Aim:
Gather every line in the records below that contains the word "headlight", and list those lines.
.....
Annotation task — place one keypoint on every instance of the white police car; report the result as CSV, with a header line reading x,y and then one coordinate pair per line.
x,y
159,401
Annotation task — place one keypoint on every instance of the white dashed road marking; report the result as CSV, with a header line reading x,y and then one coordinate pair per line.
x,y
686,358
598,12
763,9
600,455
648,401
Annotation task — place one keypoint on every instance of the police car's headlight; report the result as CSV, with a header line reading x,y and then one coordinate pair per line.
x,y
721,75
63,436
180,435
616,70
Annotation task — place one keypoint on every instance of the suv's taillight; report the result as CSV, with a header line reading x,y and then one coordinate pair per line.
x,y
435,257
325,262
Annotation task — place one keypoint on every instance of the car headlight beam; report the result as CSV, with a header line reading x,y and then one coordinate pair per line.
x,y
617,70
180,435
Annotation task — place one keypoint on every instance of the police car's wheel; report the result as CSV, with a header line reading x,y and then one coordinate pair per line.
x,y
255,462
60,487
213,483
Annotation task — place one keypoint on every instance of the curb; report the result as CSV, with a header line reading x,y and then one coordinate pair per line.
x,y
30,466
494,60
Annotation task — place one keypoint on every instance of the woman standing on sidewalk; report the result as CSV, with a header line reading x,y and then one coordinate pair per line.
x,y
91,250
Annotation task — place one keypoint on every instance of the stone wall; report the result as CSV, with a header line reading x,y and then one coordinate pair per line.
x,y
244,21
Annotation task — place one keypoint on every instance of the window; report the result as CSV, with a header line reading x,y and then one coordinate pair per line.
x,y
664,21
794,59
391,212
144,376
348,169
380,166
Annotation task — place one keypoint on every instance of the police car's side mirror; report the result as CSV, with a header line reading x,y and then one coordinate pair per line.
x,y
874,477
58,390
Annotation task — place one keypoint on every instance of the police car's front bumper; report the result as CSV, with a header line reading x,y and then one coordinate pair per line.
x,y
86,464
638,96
.....
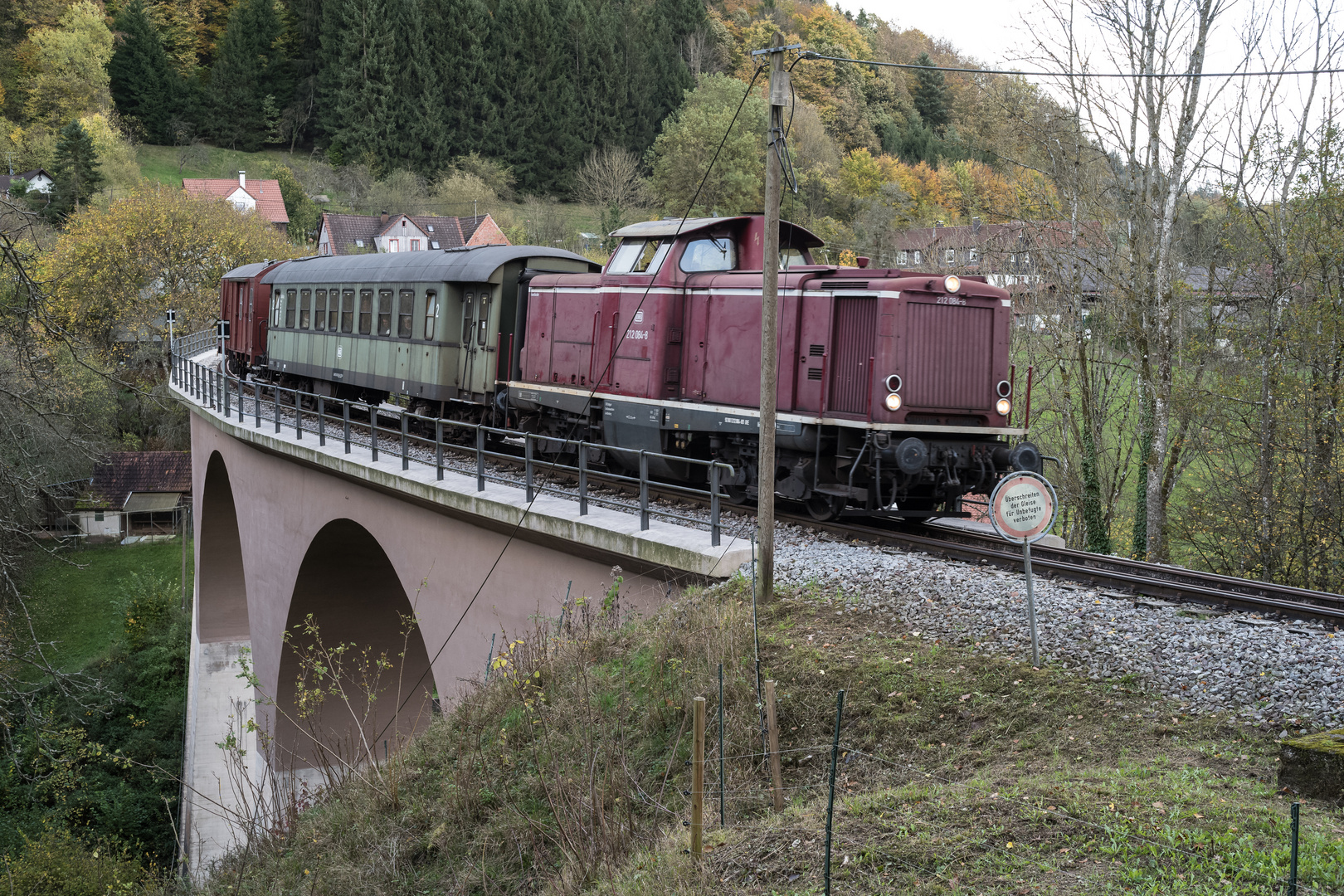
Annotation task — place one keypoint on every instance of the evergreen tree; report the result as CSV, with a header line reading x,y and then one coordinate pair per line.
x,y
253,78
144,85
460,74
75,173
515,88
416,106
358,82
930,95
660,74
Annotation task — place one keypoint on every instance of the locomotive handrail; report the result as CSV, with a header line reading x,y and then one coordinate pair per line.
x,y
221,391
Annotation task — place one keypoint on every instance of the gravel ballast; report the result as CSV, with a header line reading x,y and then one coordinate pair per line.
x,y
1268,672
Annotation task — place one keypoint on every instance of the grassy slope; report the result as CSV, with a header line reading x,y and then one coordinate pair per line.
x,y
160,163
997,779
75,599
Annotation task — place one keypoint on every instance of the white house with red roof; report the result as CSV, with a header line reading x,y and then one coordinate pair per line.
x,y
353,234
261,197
.....
Reply to the exercise:
Annotation task — place one keypoint on every instance of the police car's headlight; report the result as CSV, with a header line reading x,y and then one coordinate pair per line.
Annotation task — place one keypoint on every instance of the car headlight beam; report the result as CSV, with a header line reading x,y and then one coordinate pair per line.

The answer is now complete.